Exercise directions
Please take the lines from the one holding "396, row 191." through the one holding "31, row 206." in the data below and copy them exactly.

Records shown
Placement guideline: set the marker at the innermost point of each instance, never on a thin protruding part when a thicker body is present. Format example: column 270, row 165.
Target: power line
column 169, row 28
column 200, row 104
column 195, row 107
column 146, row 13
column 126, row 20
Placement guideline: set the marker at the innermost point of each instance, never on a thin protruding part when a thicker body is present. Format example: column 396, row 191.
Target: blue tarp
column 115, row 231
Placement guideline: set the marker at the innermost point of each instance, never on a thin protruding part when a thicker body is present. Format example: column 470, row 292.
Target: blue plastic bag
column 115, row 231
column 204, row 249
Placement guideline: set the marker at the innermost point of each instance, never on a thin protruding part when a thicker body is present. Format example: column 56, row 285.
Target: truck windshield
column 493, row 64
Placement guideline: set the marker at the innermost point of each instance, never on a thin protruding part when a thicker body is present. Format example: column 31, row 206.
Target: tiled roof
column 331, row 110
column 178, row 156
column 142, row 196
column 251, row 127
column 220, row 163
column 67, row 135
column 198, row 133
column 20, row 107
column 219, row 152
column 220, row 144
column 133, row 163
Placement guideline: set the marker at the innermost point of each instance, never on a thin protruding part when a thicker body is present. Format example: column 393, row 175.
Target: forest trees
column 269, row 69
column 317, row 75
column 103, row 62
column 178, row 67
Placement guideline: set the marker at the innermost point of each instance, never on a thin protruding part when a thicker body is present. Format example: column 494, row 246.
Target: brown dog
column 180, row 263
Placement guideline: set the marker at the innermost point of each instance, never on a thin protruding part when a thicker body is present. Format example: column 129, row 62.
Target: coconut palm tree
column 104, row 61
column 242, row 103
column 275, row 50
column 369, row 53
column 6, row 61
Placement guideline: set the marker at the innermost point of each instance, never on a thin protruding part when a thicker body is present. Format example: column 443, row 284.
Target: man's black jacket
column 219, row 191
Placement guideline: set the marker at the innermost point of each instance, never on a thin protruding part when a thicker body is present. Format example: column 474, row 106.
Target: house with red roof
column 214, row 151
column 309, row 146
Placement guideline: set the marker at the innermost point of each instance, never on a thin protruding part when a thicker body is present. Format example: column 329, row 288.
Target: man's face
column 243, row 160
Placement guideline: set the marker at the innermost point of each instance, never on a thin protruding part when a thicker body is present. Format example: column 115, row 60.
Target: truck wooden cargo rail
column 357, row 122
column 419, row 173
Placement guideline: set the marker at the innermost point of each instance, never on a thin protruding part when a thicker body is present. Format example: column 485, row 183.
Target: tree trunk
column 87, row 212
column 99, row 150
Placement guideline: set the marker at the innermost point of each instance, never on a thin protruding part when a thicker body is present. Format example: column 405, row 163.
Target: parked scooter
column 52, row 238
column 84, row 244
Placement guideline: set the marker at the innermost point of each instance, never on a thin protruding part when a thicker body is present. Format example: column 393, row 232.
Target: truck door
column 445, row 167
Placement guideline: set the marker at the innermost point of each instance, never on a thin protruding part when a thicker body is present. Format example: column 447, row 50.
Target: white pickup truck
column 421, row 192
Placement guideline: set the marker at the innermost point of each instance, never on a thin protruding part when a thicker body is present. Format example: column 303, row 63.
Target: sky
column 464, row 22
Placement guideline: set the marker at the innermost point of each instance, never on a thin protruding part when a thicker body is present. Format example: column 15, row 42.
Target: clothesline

Result for this task
Placement guideline: set the marker at the innermost point of each instance, never on a thin protruding part when a thicker body is present. Format example: column 396, row 191.
Target: blue tarp
column 115, row 231
Placement guideline: set the marker at the innermost point of each instance, never on a thin protruding part when a thicker body is present. Format example: column 470, row 292.
Target: blue plastic bag
column 115, row 231
column 204, row 249
Placement guideline: set the marker at the innermost point of each instance, never on a thin protruding part when a thicker body is present. Format example: column 56, row 285.
Target: truck windshield
column 493, row 64
Placement guideline: set the marker at the innermost point of each instance, never on a thin protruding part when a thicker body is present. Format example: column 31, row 206.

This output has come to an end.